**** Page text

Counterfeit drugs warning to online shoppers using legitimate pharmaceutical stores
Pill peddlers are hijacking legitimate websites to send spam in order to fool consumers into buying fake pharmaceutical products online.
According to security firm Sophos, spam campaigns that advertise internet pharmacies are directing users to web pages hosted on legitimate websites that have been compromised by the spammers.
Once the victim has been lured to the site, the pages automatically redirect surfers to a fake online store.
The dangers of buying medicines this way was highlighted last month by the Canadian authorities after a 57-year-old woman died after purchasing pills through an online source. Marcia Bergeron who lived on Quadra Island in British Columbia apparently died of poisoning.
Vancouver Island regional coroner Rose Stanton said the toxicology report showed the anti-anxiety medication and sedative she had bought were laced with dangerous mineral traces.
"The pills had traces of uranium, strontium, selenium, aluminum, arsenic, barium and boron," said Stanton.

********

Problems to solve:
- 1) Answer these from the counterfeit drugs article:
(a) Which security firm reported the spam campaigns?
(b) Where did Marcia Bergeron live?
(c) What is Rose Stanton's position?
- 2) Please set down the counterfeit drugs article word for word, everything from "According to security" down to "by the spammers.".
- 3) Resume the counterfeit drugs article after its last sentence, carrying on with its account of the warning to online shoppers.
The records are not needed for any of this work.

**** Data extracts

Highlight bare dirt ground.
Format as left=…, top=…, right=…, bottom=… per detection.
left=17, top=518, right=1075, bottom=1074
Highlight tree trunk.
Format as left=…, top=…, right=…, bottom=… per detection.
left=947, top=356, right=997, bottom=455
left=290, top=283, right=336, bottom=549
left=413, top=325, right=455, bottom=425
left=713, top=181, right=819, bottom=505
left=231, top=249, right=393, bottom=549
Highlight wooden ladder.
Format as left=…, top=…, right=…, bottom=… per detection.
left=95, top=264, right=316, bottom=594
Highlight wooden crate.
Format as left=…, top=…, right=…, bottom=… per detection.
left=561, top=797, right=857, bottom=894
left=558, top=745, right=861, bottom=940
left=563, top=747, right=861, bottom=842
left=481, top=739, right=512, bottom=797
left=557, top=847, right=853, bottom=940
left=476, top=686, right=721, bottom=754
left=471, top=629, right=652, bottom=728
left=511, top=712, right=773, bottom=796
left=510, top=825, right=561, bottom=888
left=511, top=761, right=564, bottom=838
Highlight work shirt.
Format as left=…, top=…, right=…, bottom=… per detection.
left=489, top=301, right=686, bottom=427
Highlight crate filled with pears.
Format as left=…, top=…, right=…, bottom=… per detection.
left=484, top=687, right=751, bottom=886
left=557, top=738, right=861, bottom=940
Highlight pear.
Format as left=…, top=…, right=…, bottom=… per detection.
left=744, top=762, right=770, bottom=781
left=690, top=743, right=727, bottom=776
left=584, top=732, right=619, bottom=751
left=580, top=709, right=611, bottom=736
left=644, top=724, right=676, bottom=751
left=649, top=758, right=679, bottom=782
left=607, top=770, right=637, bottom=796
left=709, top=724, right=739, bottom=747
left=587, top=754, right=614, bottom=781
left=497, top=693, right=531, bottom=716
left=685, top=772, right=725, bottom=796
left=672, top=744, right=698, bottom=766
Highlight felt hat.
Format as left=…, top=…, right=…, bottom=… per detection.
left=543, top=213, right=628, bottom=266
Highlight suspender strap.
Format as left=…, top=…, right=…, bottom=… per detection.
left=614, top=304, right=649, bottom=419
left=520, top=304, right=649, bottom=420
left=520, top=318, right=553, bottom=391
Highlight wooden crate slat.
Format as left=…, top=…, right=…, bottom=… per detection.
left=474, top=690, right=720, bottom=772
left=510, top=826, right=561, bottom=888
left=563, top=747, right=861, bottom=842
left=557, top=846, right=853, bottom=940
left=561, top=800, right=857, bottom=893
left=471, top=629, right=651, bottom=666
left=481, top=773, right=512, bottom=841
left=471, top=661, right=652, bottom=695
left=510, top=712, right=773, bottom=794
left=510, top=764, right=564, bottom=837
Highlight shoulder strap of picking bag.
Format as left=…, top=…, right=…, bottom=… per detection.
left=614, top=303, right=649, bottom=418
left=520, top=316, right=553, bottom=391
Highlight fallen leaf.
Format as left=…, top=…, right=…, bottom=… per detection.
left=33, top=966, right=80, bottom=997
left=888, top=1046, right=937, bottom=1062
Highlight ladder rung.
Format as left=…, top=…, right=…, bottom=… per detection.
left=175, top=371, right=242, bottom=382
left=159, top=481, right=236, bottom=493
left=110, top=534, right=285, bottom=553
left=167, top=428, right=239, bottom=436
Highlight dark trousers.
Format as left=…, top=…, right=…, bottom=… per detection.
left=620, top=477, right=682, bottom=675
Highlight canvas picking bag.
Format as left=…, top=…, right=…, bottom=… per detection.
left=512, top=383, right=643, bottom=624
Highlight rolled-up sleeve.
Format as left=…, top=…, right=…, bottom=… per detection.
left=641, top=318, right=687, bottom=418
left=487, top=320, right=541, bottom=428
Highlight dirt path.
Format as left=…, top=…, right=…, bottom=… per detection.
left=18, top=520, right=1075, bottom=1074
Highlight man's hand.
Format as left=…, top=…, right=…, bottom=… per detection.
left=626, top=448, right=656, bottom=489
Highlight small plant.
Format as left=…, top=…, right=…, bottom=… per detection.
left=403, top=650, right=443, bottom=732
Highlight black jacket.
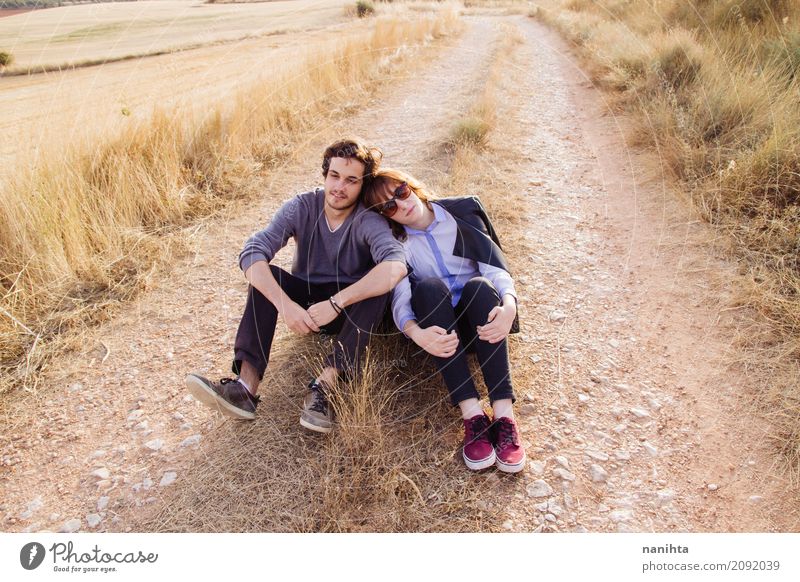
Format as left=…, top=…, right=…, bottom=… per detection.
left=432, top=196, right=519, bottom=333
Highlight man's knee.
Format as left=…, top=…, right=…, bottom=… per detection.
left=412, top=277, right=450, bottom=299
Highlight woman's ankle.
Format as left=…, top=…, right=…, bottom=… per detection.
left=492, top=398, right=514, bottom=420
left=458, top=398, right=484, bottom=420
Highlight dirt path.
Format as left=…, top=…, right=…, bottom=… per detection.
left=0, top=16, right=799, bottom=531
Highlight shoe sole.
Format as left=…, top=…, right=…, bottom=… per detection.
left=461, top=449, right=496, bottom=471
left=186, top=374, right=256, bottom=420
left=497, top=455, right=528, bottom=473
left=300, top=415, right=333, bottom=434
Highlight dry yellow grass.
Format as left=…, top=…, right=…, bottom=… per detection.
left=449, top=25, right=522, bottom=151
left=0, top=6, right=457, bottom=390
left=532, top=0, right=800, bottom=477
left=0, top=0, right=348, bottom=73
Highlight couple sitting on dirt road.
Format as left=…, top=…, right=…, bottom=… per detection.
left=186, top=138, right=525, bottom=473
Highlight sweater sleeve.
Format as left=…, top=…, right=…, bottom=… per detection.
left=478, top=263, right=517, bottom=299
left=239, top=196, right=301, bottom=271
left=360, top=211, right=406, bottom=265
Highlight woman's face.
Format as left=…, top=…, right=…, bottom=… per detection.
left=378, top=180, right=425, bottom=225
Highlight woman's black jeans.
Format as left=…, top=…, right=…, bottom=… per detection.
left=411, top=277, right=514, bottom=406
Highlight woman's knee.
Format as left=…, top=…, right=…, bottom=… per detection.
left=461, top=277, right=500, bottom=305
left=411, top=278, right=452, bottom=316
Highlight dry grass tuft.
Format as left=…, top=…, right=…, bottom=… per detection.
left=537, top=0, right=800, bottom=474
left=126, top=337, right=514, bottom=532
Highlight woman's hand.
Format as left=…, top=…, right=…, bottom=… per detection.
left=308, top=301, right=339, bottom=331
left=476, top=302, right=517, bottom=344
left=408, top=325, right=458, bottom=358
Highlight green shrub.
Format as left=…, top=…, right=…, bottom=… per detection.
left=356, top=0, right=375, bottom=18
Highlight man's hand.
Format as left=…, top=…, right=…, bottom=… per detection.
left=280, top=301, right=319, bottom=335
left=476, top=303, right=517, bottom=344
left=308, top=301, right=339, bottom=327
left=409, top=325, right=458, bottom=358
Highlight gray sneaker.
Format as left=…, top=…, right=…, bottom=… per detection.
left=186, top=374, right=261, bottom=420
left=300, top=380, right=333, bottom=433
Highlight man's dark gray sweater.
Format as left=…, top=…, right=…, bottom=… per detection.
left=239, top=188, right=405, bottom=287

********

Results of the exercise:
- 1)
(a) Sophos
(b) Quadra Island in British Columbia
(c) Vancouver Island regional coroner

- 2)
According to security firm Sophos, spam campaigns that advertise internet pharmacies are directing users to web pages hosted on legitimate websites that have been compromised by the spammers.

- 3)
While these current spam attacks are not new, it is becoming harder to filter the spam messages and track the original source. Consumers' anti-spam software will often use the links in an email to determine whether the message is spam.
If someone gets frequent emails from favourite websites, because these appear frequently in their inbox, if that website were to be hacked then any spam sent from there is almost certain to get through.
This is because their spam filters do not recognise the emails as spam because the source web address is legitimate.
Graham Cluley, senior technology consultant at Sophos, said people are tricked into clicking on the link in the spam email because the web address is genuine. He pointed out the website owner is probably completely unaware that spammers have hacked their site, and are using it to redirect visitors to an online pharmacy.
"Website owners have a duty to properly patch their sites against the latest vulnerabilities, or face being exploited by spammers," said Cluley.